▶ **The task**
Report how many lines in the rows below contain the string "roof", with uppercase and lowercase treated as different, and give only that number.

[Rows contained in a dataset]
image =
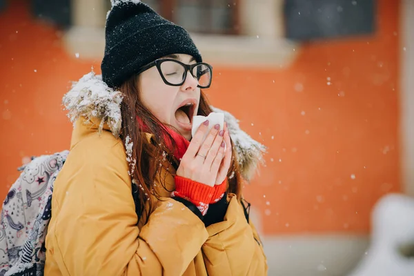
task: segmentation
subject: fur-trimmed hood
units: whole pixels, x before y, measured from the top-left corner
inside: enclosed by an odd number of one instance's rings
[[[107,124],[115,137],[119,135],[121,126],[120,92],[109,88],[102,81],[101,75],[94,72],[82,77],[75,82],[70,90],[63,96],[63,103],[68,111],[68,117],[72,123],[80,117],[88,120],[98,118],[101,120],[99,130]],[[264,146],[252,139],[240,129],[239,121],[230,113],[212,106],[215,112],[224,113],[228,131],[237,152],[242,176],[250,181],[257,166],[263,162]]]

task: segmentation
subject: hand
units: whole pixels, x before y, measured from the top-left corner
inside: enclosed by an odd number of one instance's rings
[[[206,121],[197,130],[181,159],[177,175],[213,187],[224,157],[224,130],[219,131],[219,126],[215,126],[201,143],[208,124]]]
[[[216,179],[215,184],[220,185],[228,173],[228,169],[231,164],[231,156],[232,156],[232,147],[231,141],[230,141],[230,133],[227,128],[227,123],[224,123],[224,143],[226,143],[226,152],[224,152],[224,159],[221,161],[219,172],[217,173],[217,178]]]

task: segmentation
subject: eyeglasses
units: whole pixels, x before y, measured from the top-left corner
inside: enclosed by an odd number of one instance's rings
[[[137,75],[153,66],[157,66],[162,80],[168,86],[182,86],[186,81],[188,71],[197,80],[197,87],[208,88],[211,85],[213,68],[208,63],[199,62],[189,65],[173,59],[157,59],[142,67]]]

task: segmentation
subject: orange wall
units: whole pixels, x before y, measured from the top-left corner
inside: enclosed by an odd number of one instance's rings
[[[23,157],[68,148],[61,99],[91,66],[99,72],[17,2],[0,14],[1,198]],[[364,233],[373,204],[400,190],[396,2],[378,1],[375,35],[302,45],[288,68],[215,66],[211,101],[269,148],[245,192],[266,233]]]

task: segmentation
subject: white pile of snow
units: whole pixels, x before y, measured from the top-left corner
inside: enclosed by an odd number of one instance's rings
[[[369,250],[349,276],[414,275],[414,199],[382,197],[372,216]]]

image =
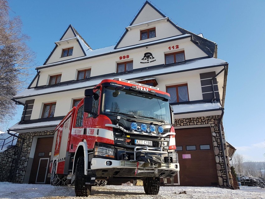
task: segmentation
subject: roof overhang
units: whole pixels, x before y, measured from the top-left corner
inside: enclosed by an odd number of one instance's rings
[[[18,133],[29,132],[54,130],[64,116],[20,121],[9,130]]]
[[[63,40],[60,40],[59,41],[57,41],[55,42],[54,43],[56,44],[57,44],[58,45],[61,45],[61,43],[62,43],[63,42],[67,43],[67,44],[69,43],[69,41],[71,41],[71,40],[78,40],[78,38],[77,38],[77,37],[72,37],[71,38],[69,38],[68,39],[65,39]]]
[[[161,21],[164,21],[165,22],[167,22],[167,20],[168,19],[168,17],[165,17],[163,18],[157,19],[155,19],[154,20],[152,20],[152,21],[146,21],[143,23],[137,24],[134,24],[134,25],[132,25],[132,26],[128,26],[125,27],[125,28],[129,31],[131,30],[131,28],[132,28],[137,26],[139,26],[145,25],[146,26],[148,27],[150,24],[152,24],[155,22],[159,22]]]

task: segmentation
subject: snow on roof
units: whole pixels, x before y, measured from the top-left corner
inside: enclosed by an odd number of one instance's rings
[[[68,83],[52,87],[37,87],[26,89],[24,91],[14,96],[13,99],[17,99],[30,96],[44,94],[47,93],[62,92],[64,90],[80,89],[94,87],[100,83],[103,79],[113,79],[120,78],[126,79],[133,79],[139,78],[139,74],[142,77],[155,76],[163,74],[174,73],[192,69],[204,68],[207,66],[225,64],[225,61],[213,58],[206,58],[187,61],[184,63],[174,64],[170,65],[159,65],[155,67],[141,68],[132,72],[125,73],[110,74],[100,77],[92,77],[86,81]]]
[[[141,79],[141,80],[137,80],[137,81],[135,81],[135,82],[141,82],[142,81],[146,81],[147,80],[151,80],[151,79],[156,79],[155,78],[146,78],[145,79]]]
[[[180,113],[194,111],[211,110],[220,108],[222,106],[219,102],[204,102],[177,104],[172,106],[174,113]]]
[[[140,23],[137,24],[134,24],[134,25],[132,25],[132,26],[127,26],[127,27],[126,27],[125,28],[126,29],[128,29],[128,28],[132,28],[135,26],[140,26],[141,25],[142,25],[143,24],[145,24],[147,23],[151,23],[152,22],[154,22],[155,21],[160,21],[162,20],[165,20],[165,19],[168,19],[168,17],[165,17],[163,18],[160,18],[160,19],[155,19],[154,20],[152,20],[151,21],[146,21],[145,22],[143,22],[142,23]]]
[[[153,41],[146,43],[143,43],[142,44],[140,44],[137,45],[134,45],[132,46],[127,46],[126,47],[124,47],[123,48],[120,48],[114,49],[114,47],[115,47],[115,45],[112,45],[110,46],[102,48],[100,48],[98,49],[88,51],[90,49],[88,48],[86,45],[85,45],[85,43],[83,42],[80,42],[81,45],[83,46],[86,46],[86,47],[84,47],[84,50],[86,54],[86,56],[81,57],[77,57],[77,58],[71,59],[67,59],[64,61],[62,61],[61,62],[56,62],[56,63],[51,63],[48,64],[46,64],[41,66],[40,66],[36,67],[36,69],[39,69],[43,68],[45,68],[48,66],[51,66],[54,65],[58,65],[58,64],[65,64],[68,62],[72,62],[74,61],[77,61],[79,60],[83,59],[98,56],[99,55],[104,55],[105,54],[107,54],[110,53],[115,53],[116,52],[119,52],[123,50],[128,50],[131,48],[136,48],[137,47],[141,47],[142,46],[146,46],[147,45],[150,45],[156,44],[158,42],[163,42],[164,41],[170,41],[173,40],[181,38],[182,37],[185,37],[189,36],[191,36],[191,35],[188,34],[186,34],[181,35],[179,35],[176,36],[174,37],[169,37],[168,38],[166,38],[163,39],[156,40],[156,41]]]
[[[21,124],[19,124],[19,122],[10,127],[9,129],[10,130],[14,130],[16,129],[23,129],[28,128],[33,129],[37,127],[39,127],[43,126],[57,126],[61,121],[61,120],[56,120],[55,121],[41,122],[37,123]]]

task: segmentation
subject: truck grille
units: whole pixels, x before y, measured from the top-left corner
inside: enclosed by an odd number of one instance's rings
[[[130,141],[129,142],[124,142],[125,145],[135,145],[134,144],[135,139],[133,138],[130,138],[129,139]],[[153,147],[161,147],[161,142],[159,141],[153,141],[153,145],[152,146]],[[138,146],[138,145],[137,145]],[[142,146],[145,146],[145,145],[142,145]]]

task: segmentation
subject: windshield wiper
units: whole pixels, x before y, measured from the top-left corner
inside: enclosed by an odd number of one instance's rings
[[[123,113],[121,112],[113,112],[112,111],[108,111],[108,112],[105,112],[106,113],[117,113],[117,114],[121,114],[121,115],[123,115],[125,116],[129,116],[130,117],[134,117],[134,118],[138,118],[136,117],[135,116],[133,115],[130,115],[130,114],[127,114],[127,113]]]
[[[139,116],[139,117],[144,117],[144,118],[150,118],[151,119],[154,119],[154,120],[157,120],[158,121],[161,121],[163,122],[165,124],[166,123],[165,121],[165,120],[160,120],[160,119],[158,119],[157,118],[155,118],[154,117],[147,117],[147,116]]]

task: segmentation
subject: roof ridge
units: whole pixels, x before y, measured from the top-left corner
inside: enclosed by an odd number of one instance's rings
[[[79,34],[78,33],[78,32],[77,32],[77,30],[76,30],[75,28],[74,28],[74,27],[73,26],[72,26],[72,25],[71,25],[71,24],[70,24],[70,26],[71,26],[71,27],[72,27],[72,29],[73,29],[73,31],[74,31],[75,33],[75,34],[77,35],[77,36],[78,36],[79,37],[80,37],[80,39],[81,39],[81,40],[82,40],[82,41],[83,41],[83,42],[84,43],[85,43],[85,44],[86,44],[86,45],[87,46],[87,47],[88,47],[89,48],[90,48],[90,49],[92,49],[92,48],[91,48],[90,47],[90,45],[88,45],[88,43],[87,43],[87,42],[86,41],[86,40],[85,40],[84,39],[84,38],[83,38],[83,37],[82,37],[82,36],[81,36],[81,35],[80,35],[80,34]]]

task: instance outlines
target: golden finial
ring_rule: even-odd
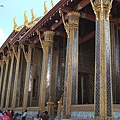
[[[17,30],[16,17],[13,18],[13,22],[14,22],[14,30]]]
[[[31,15],[32,15],[31,21],[33,22],[34,19],[35,19],[35,15],[34,15],[33,9],[31,9]]]
[[[44,2],[44,15],[48,12],[47,6],[46,6],[46,1]]]
[[[53,2],[53,0],[51,0],[51,5],[52,5],[52,7],[54,7],[54,2]]]
[[[28,18],[27,18],[27,15],[26,15],[26,11],[24,12],[24,26],[28,27]]]

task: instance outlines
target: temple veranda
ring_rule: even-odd
[[[120,0],[61,0],[0,48],[0,109],[51,118],[120,118]]]

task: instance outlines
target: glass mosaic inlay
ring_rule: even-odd
[[[66,114],[69,49],[70,49],[70,39],[68,38],[67,39],[67,52],[66,52],[66,66],[65,66],[65,81],[64,81],[63,115]]]
[[[106,35],[106,85],[107,85],[107,116],[112,116],[112,103],[111,103],[111,73],[110,73],[110,63],[111,63],[111,49],[110,49],[110,29],[109,21],[105,21],[105,35]]]
[[[96,49],[95,49],[95,63],[96,63],[96,78],[95,78],[95,116],[100,115],[100,22],[96,21]]]
[[[49,84],[50,84],[50,65],[51,65],[51,47],[48,48],[48,63],[47,63],[47,78],[46,78],[46,102],[49,100]]]
[[[73,60],[72,60],[72,105],[76,104],[76,72],[77,71],[77,54],[78,53],[78,36],[77,29],[74,29],[74,43],[73,43]]]

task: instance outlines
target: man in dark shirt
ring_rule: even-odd
[[[48,111],[41,113],[40,117],[42,118],[42,120],[49,120]]]

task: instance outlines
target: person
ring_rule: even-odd
[[[34,117],[33,120],[41,120],[41,118],[39,117],[39,114],[37,114],[37,116]]]
[[[10,109],[9,109],[8,112],[7,112],[7,116],[11,119],[12,114],[11,114],[11,112],[10,112]]]
[[[48,111],[41,113],[40,117],[42,118],[42,120],[49,120]]]
[[[27,117],[27,110],[24,111],[23,115],[22,115],[22,120],[25,120]]]
[[[0,117],[3,116],[2,110],[0,110]]]
[[[12,119],[14,118],[14,111],[13,110],[11,110],[11,117],[12,117]]]
[[[4,115],[1,118],[2,120],[10,120],[10,118],[7,115],[7,112],[4,112]]]

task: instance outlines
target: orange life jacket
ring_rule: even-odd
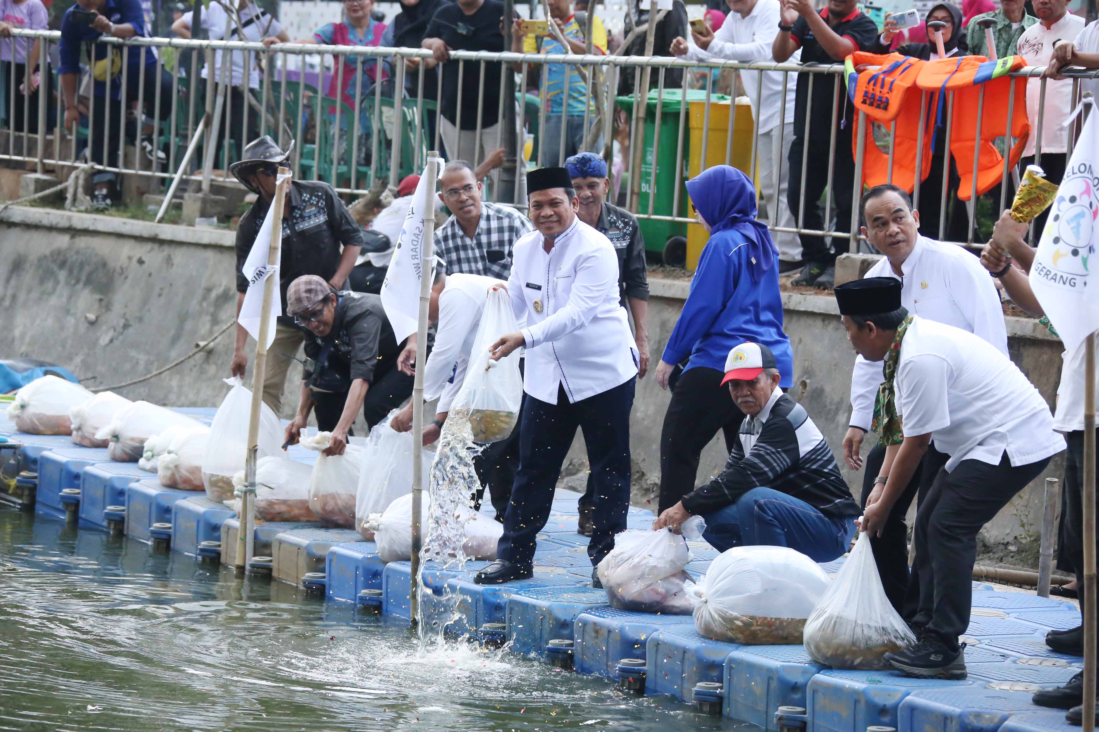
[[[866,112],[872,124],[865,125],[865,145],[863,147],[863,185],[874,187],[891,182],[909,193],[915,188],[915,149],[920,131],[920,98],[919,88],[907,93],[915,86],[926,61],[911,56],[889,54],[880,56],[866,52],[856,52],[847,56],[844,65],[847,77],[847,95],[855,110]],[[862,66],[872,68],[858,71]],[[931,140],[935,93],[930,94],[926,121],[923,127],[923,155],[921,156],[921,174],[923,180],[931,172]],[[893,150],[892,177],[889,174],[889,154],[882,151],[874,140],[874,124],[881,123],[888,128],[896,122],[890,145]],[[856,117],[857,125],[857,117]],[[857,159],[858,135],[852,135],[852,157]]]
[[[1022,56],[1004,56],[990,61],[984,56],[962,56],[928,61],[920,70],[917,86],[937,91],[940,124],[946,124],[947,104],[954,97],[954,116],[951,121],[951,155],[957,166],[961,183],[957,196],[968,201],[973,193],[974,154],[977,154],[977,195],[986,193],[1003,174],[1003,156],[996,149],[997,137],[1006,137],[1009,129],[1017,142],[1008,150],[1008,167],[1019,162],[1030,135],[1026,120],[1026,78],[1011,78],[1010,71],[1021,69],[1026,63]],[[1014,86],[1014,106],[1008,119],[1008,100]],[[980,94],[985,102],[980,129],[977,129],[977,109]]]

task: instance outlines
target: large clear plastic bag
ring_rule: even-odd
[[[309,482],[313,466],[285,455],[269,455],[256,462],[256,518],[262,521],[315,521],[309,507]],[[233,485],[244,487],[244,471],[233,475]],[[225,505],[241,515],[241,499]]]
[[[233,499],[233,475],[244,470],[248,454],[248,420],[252,417],[252,390],[240,376],[225,379],[232,386],[210,424],[210,442],[202,459],[202,483],[207,497],[214,503]],[[259,440],[256,458],[279,454],[282,425],[266,404],[259,404]]]
[[[97,440],[96,432],[111,424],[114,415],[133,402],[114,392],[100,392],[69,409],[73,441],[86,448],[106,448],[107,440]]]
[[[519,352],[513,351],[499,361],[489,359],[489,347],[500,336],[515,330],[519,330],[519,324],[507,291],[490,291],[469,353],[466,379],[449,412],[449,418],[469,419],[475,442],[507,439],[519,421],[519,408],[523,401]]]
[[[8,406],[8,419],[15,429],[31,435],[71,435],[73,407],[84,404],[92,393],[80,384],[57,376],[42,376],[15,392]]]
[[[623,531],[596,571],[612,608],[690,615],[693,583],[685,567],[691,559],[687,541],[670,529]]]
[[[363,470],[355,500],[355,527],[363,538],[374,541],[366,527],[371,514],[381,514],[397,498],[412,493],[412,432],[398,432],[389,426],[396,410],[370,430],[366,438]],[[426,448],[420,453],[423,481],[431,476],[435,453]]]
[[[431,494],[424,491],[421,495],[420,520],[426,532]],[[495,560],[497,542],[503,536],[503,526],[488,514],[474,511],[471,508],[467,510],[468,514],[455,516],[455,520],[466,522],[462,551],[466,559]],[[407,562],[412,559],[412,494],[397,498],[381,514],[371,514],[365,521],[365,527],[374,533],[378,556],[382,562]]]
[[[881,660],[885,654],[915,643],[886,597],[867,534],[858,534],[855,549],[806,621],[804,637],[813,661],[832,668],[889,668]]]
[[[149,473],[158,472],[159,458],[171,447],[171,441],[179,435],[189,432],[192,429],[195,428],[187,425],[173,425],[159,435],[154,435],[145,440],[145,448],[142,450],[137,466]]]
[[[331,438],[332,432],[318,432],[301,440],[303,447],[319,453],[309,480],[309,506],[325,526],[354,529],[355,496],[366,448],[348,442],[342,455],[326,455],[322,450],[328,449]]]
[[[801,643],[806,619],[828,589],[824,570],[788,547],[734,547],[688,588],[695,628],[718,641]]]
[[[202,458],[206,455],[210,428],[184,430],[177,435],[168,449],[156,459],[156,477],[166,488],[202,491]]]
[[[134,402],[115,414],[110,425],[96,432],[96,439],[109,441],[107,453],[111,460],[134,463],[144,455],[145,441],[173,425],[191,429],[202,427],[202,423],[178,412],[148,402]]]

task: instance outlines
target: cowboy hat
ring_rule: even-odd
[[[279,149],[275,140],[270,138],[270,135],[264,135],[244,146],[244,157],[229,166],[229,172],[233,173],[236,180],[244,183],[246,189],[253,193],[258,193],[259,189],[254,187],[252,181],[248,180],[252,170],[264,165],[280,165],[290,157],[291,150],[293,150],[292,139],[290,140],[290,147],[284,153]]]

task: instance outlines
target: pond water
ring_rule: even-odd
[[[0,730],[755,730],[0,508]]]

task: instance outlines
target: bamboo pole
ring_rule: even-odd
[[[1084,730],[1096,727],[1096,334],[1084,341]]]
[[[279,166],[275,200],[271,201],[271,241],[267,250],[267,266],[275,271],[264,280],[264,303],[259,311],[259,337],[256,339],[256,360],[252,370],[252,413],[248,416],[248,453],[244,461],[244,491],[241,496],[241,530],[237,540],[244,544],[244,566],[252,561],[256,523],[256,458],[259,453],[259,410],[264,397],[264,376],[267,371],[267,338],[270,336],[271,303],[277,296],[279,282],[279,250],[282,248],[282,207],[286,189],[290,185],[290,169]],[[241,556],[240,545],[236,555]]]
[[[653,55],[653,43],[656,38],[656,0],[648,3],[648,27],[645,29],[645,56]],[[637,83],[637,74],[641,74],[641,83]],[[651,69],[646,65],[642,69],[634,67],[634,88],[641,93],[637,94],[637,103],[633,108],[633,126],[637,139],[630,140],[631,157],[630,164],[630,211],[637,211],[641,205],[641,162],[645,159],[645,114],[648,111],[648,81],[652,78]],[[684,74],[686,77],[686,72]],[[682,103],[686,104],[686,94]],[[660,124],[657,120],[656,124]],[[655,156],[656,153],[654,151]],[[655,157],[654,157],[655,159]]]
[[[439,177],[439,151],[428,153],[424,170],[425,205],[423,207],[423,244],[420,247],[420,320],[417,329],[415,376],[412,381],[412,568],[409,592],[409,618],[412,626],[420,621],[420,548],[423,527],[420,513],[423,506],[423,372],[428,358],[428,305],[431,302],[431,272],[435,258],[435,179]]]

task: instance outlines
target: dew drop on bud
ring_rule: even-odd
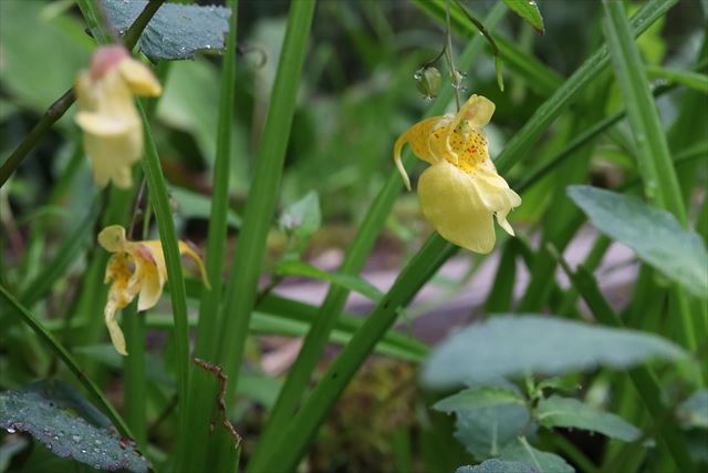
[[[440,71],[438,71],[437,68],[428,66],[418,69],[414,78],[416,80],[416,88],[426,99],[437,96],[440,83],[442,82]]]

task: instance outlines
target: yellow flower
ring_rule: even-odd
[[[157,304],[167,280],[167,267],[159,240],[128,241],[125,228],[112,225],[98,234],[98,243],[114,255],[106,266],[105,282],[113,281],[104,309],[106,327],[113,346],[121,354],[127,354],[125,338],[115,319],[117,310],[137,299],[137,310],[147,310]],[[179,241],[179,253],[189,256],[199,266],[204,284],[209,287],[201,258],[185,241]]]
[[[521,204],[489,157],[482,126],[493,113],[491,101],[472,95],[455,115],[416,123],[394,147],[394,161],[408,189],[410,179],[400,161],[403,146],[410,143],[413,153],[431,164],[418,179],[418,198],[433,227],[455,245],[482,254],[494,247],[493,215],[513,236],[507,215]]]
[[[143,155],[143,127],[133,95],[159,95],[159,82],[125,48],[111,45],[94,52],[91,68],[79,74],[74,85],[76,123],[84,131],[96,185],[105,187],[113,181],[131,187],[131,166]]]

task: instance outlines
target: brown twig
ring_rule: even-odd
[[[229,435],[231,435],[233,438],[233,448],[238,449],[239,445],[241,444],[241,435],[236,431],[236,429],[233,429],[233,425],[231,424],[231,422],[229,421],[229,418],[226,413],[226,401],[223,400],[225,395],[226,395],[226,387],[227,387],[227,381],[228,381],[228,377],[223,373],[223,370],[221,369],[221,367],[217,366],[217,364],[212,364],[208,361],[205,361],[200,358],[195,358],[194,359],[195,364],[197,364],[199,368],[211,372],[214,376],[216,376],[219,380],[219,392],[217,393],[217,409],[219,410],[219,413],[221,414],[221,425],[223,425],[223,428],[227,430],[227,432],[229,432]],[[214,431],[214,422],[211,422],[211,425],[209,426],[212,431]]]

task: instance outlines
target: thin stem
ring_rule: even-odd
[[[450,80],[452,81],[452,88],[455,89],[455,105],[457,111],[460,110],[460,73],[455,68],[455,54],[452,51],[452,29],[450,27],[450,0],[445,2],[445,58],[447,59],[447,65],[450,71]]]

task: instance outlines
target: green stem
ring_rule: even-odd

▶ **Exercise output**
3